══ Records provided ══

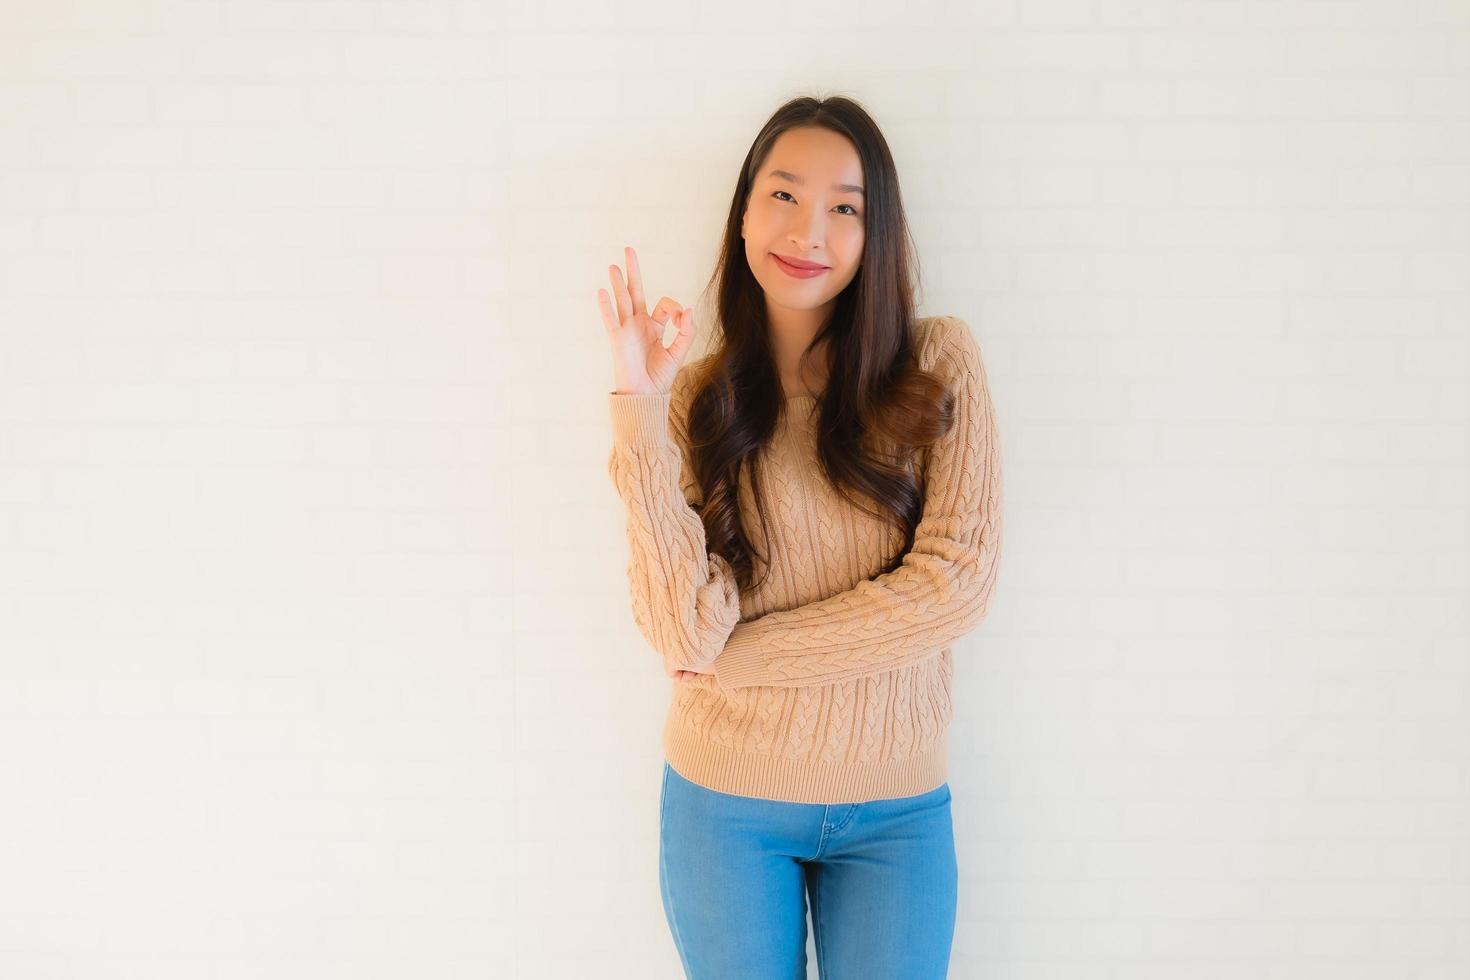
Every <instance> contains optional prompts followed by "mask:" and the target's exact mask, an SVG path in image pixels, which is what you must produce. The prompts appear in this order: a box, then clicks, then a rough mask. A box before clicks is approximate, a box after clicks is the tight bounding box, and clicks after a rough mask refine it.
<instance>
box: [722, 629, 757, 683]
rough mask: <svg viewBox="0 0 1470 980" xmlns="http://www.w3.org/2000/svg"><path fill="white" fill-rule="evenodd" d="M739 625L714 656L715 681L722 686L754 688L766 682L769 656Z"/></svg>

═══
══ Records provided ══

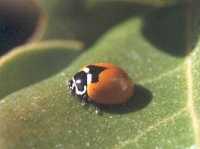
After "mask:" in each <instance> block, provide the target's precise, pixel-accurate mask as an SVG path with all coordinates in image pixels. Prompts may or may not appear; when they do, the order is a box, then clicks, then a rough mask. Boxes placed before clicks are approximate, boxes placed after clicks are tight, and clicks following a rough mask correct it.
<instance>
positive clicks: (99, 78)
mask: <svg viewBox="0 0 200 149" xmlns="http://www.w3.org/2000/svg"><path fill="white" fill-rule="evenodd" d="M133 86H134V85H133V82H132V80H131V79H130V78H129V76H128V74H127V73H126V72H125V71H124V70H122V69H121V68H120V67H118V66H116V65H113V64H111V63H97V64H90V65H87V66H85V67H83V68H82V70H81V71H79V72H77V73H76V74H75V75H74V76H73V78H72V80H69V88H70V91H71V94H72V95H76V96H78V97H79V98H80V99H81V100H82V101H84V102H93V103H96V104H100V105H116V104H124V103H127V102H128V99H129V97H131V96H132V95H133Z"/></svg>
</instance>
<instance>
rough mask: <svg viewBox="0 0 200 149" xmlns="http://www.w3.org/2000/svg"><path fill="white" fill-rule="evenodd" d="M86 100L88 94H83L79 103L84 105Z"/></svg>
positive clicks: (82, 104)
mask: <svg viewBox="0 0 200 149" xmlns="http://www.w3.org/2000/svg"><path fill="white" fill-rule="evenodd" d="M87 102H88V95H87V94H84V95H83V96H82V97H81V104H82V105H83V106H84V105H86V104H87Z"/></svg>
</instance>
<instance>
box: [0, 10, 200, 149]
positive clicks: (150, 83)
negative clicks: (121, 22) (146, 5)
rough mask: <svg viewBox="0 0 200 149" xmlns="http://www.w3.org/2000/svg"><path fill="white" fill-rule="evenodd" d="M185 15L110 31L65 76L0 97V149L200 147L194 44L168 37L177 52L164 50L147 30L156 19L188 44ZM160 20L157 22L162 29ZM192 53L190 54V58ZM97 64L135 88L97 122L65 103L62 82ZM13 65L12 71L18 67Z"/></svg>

═══

* Instructions for the task *
Return only the part of the records above that opens with the line containing "Every <instance> contains" and closes with the line containing "625L714 656L715 681L722", ends included.

* Task response *
Every <instance> contains optional prompts followed by "mask:" and the target's exact mask, an SVG path in image pixels, which is what you must produce. The prompts appear in this order: a box, then clicks, then a rough mask. A box before clicks is approximate, a box after clicks is the tight bounding box, and clicks after a rough mask refine it.
<instance>
box: [722, 629, 757, 683]
rough mask: <svg viewBox="0 0 1470 980" xmlns="http://www.w3.org/2000/svg"><path fill="white" fill-rule="evenodd" d="M739 625L714 656L715 681L722 686L754 688L766 682L769 656Z"/></svg>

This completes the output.